**YOUR ASSIGNMENT**
Reproduce exactly, and nothing but, the lines between the one with "yeah could you locate the shrub" and the end of the entries, both ends included.

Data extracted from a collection
----

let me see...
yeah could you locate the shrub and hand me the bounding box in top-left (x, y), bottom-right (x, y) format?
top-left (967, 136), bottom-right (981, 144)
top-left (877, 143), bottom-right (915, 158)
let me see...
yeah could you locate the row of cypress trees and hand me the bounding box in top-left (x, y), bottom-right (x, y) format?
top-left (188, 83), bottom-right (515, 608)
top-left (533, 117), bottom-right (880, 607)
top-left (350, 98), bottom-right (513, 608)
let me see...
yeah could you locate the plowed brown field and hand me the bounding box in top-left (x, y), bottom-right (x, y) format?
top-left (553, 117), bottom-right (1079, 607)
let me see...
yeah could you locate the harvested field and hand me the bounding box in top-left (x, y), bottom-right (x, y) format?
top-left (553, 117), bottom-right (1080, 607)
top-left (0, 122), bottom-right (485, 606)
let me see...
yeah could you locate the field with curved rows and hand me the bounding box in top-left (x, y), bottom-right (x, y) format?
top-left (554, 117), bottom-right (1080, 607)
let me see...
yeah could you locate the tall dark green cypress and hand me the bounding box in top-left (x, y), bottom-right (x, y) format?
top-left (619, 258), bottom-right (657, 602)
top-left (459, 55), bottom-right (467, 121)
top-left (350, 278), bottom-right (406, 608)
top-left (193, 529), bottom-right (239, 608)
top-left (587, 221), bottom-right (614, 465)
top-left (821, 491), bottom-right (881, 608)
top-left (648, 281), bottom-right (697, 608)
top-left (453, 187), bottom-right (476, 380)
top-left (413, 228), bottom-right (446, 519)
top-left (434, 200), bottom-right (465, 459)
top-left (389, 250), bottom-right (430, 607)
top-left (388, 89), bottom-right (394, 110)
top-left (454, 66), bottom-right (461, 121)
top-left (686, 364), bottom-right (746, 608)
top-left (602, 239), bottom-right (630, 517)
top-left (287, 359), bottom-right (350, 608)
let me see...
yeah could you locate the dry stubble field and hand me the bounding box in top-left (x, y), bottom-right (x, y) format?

----

**PROBLEM SOLUTION**
yeah could you locate the shrub and hand me the bounding box in top-left (x, y), bottom-right (x, y) format?
top-left (967, 136), bottom-right (981, 144)
top-left (877, 143), bottom-right (915, 158)
let me see...
yeah could you locate the row of cypress trees and hand me the bounding box in top-left (x, y), bottom-right (x, y) format?
top-left (188, 83), bottom-right (515, 608)
top-left (533, 117), bottom-right (880, 607)
top-left (350, 98), bottom-right (513, 608)
let me see...
yeah could you locate the plowed brown field and hand me the bounding box in top-left (x, y), bottom-right (x, y) format?
top-left (553, 117), bottom-right (1079, 607)
let me see...
yeah could you locate the harvested field and hand me the bounding box in top-left (x, y), bottom-right (x, y) format?
top-left (553, 117), bottom-right (1080, 607)
top-left (0, 122), bottom-right (485, 606)
let me see...
yeah could you locate the field with curved rows and hand me the bounding box in top-left (x, y), bottom-right (x, y) format?
top-left (554, 117), bottom-right (1080, 607)
let me see...
yeah could you locate the tall dark green cypress and hand me the bounding box in top-left (x, y), bottom-right (x, y) format?
top-left (619, 258), bottom-right (657, 602)
top-left (459, 55), bottom-right (467, 121)
top-left (350, 278), bottom-right (406, 608)
top-left (193, 529), bottom-right (239, 608)
top-left (587, 221), bottom-right (614, 465)
top-left (821, 491), bottom-right (881, 608)
top-left (648, 281), bottom-right (697, 608)
top-left (453, 187), bottom-right (476, 380)
top-left (413, 228), bottom-right (446, 519)
top-left (434, 200), bottom-right (465, 459)
top-left (389, 250), bottom-right (430, 607)
top-left (388, 89), bottom-right (394, 110)
top-left (454, 66), bottom-right (461, 121)
top-left (686, 364), bottom-right (746, 608)
top-left (602, 239), bottom-right (630, 517)
top-left (287, 359), bottom-right (350, 608)
let me see...
yeah could you locate the dry stubble field and hand me the bounding box in top-left (x, y), bottom-right (x, y) format?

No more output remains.